WHAT IS REQUIRED – Which JSON list of strings do you get by putting each line from the one holding "of the shrub" through the one holding "[1004,474,1043,516]", inclusive, into its own entry and leaving out blank lines?

*****

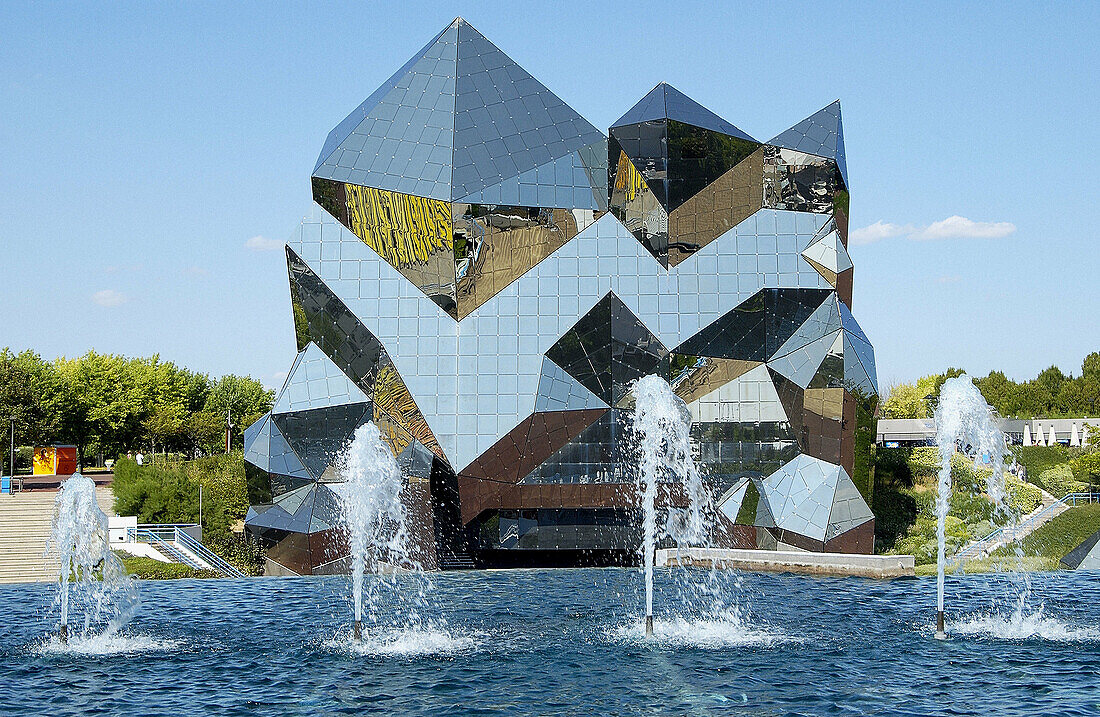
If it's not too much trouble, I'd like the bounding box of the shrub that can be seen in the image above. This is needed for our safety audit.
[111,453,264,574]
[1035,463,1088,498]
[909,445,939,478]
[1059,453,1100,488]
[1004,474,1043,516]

*****

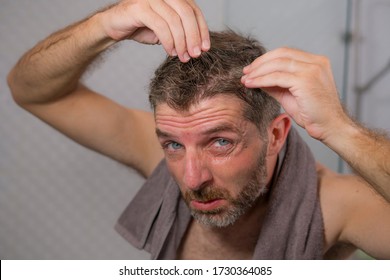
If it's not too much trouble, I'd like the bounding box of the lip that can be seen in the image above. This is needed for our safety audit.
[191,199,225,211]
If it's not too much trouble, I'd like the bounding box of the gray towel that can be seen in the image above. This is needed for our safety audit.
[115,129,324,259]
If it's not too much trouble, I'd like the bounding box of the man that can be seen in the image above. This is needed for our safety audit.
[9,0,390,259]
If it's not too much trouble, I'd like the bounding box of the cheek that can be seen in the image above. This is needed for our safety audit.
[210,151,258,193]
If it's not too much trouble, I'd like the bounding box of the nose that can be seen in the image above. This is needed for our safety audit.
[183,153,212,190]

*****

RESPONSE TO THE EXERCISE –
[
  "If it's not too much trouble, I'd like the bounding box of the shrub that can be seen in the image above. This is needed for our safety audit.",
  "[111,453,264,574]",
  "[1035,463,1088,498]",
  "[909,445,939,478]",
  "[1059,453,1100,488]",
  "[1004,474,1043,516]"
]